Short task =>
The lines to extract start at the one containing "Mark every instance of the large" and end with the last line; give them exactly and nothing more.

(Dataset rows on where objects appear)

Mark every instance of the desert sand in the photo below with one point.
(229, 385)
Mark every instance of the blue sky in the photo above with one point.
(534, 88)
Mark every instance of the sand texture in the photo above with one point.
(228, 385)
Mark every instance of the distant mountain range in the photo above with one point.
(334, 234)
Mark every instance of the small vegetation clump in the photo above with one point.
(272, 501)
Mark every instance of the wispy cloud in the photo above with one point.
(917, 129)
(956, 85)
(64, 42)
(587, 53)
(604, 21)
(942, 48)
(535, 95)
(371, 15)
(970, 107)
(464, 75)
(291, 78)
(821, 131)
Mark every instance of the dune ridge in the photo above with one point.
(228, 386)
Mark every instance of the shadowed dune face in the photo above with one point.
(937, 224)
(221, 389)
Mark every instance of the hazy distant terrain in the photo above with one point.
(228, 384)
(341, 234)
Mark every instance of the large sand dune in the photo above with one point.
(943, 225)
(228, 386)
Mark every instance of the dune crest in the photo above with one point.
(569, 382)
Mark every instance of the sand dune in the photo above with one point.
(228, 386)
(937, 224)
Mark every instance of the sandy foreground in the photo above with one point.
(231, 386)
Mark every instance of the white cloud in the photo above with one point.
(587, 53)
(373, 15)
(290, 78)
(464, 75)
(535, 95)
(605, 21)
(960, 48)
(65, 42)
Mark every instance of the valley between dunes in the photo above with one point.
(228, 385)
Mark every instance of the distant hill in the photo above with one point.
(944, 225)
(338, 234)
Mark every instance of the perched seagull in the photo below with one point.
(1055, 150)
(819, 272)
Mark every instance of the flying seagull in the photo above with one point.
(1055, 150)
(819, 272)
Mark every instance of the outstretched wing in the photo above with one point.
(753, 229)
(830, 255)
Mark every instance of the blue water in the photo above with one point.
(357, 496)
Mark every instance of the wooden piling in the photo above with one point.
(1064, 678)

Task result =>
Mark every instance of the large sand dune in the photo above with one point.
(943, 225)
(228, 386)
Mark every instance of the dune crest in the photo above with one point.
(569, 382)
Mark every instance of the sand dune in the photo above with one point.
(228, 386)
(937, 224)
Mark every instance of the sandy foreground in the photo above with one point.
(231, 386)
Mark every instance of the white cloud in the photo above with one point.
(587, 53)
(373, 15)
(290, 78)
(464, 75)
(535, 95)
(605, 21)
(960, 48)
(65, 42)
Mark every instance of the valley between dunes in the photo above with one point.
(228, 385)
Mark every instance of the distant hill in the photo above with one point.
(944, 225)
(338, 234)
Mark every instance of the perched seagull in the photo below with one point.
(1055, 150)
(819, 272)
Mark every instance of the flying seagull in the photo above with one point.
(1055, 150)
(819, 272)
Mark every instance of the outstretched wing in the photo above with one point.
(753, 229)
(830, 255)
Mark every instance of the blue water in the photo above with one point.
(357, 496)
Mark every instance of the wooden piling in the photo above with one point.
(1064, 678)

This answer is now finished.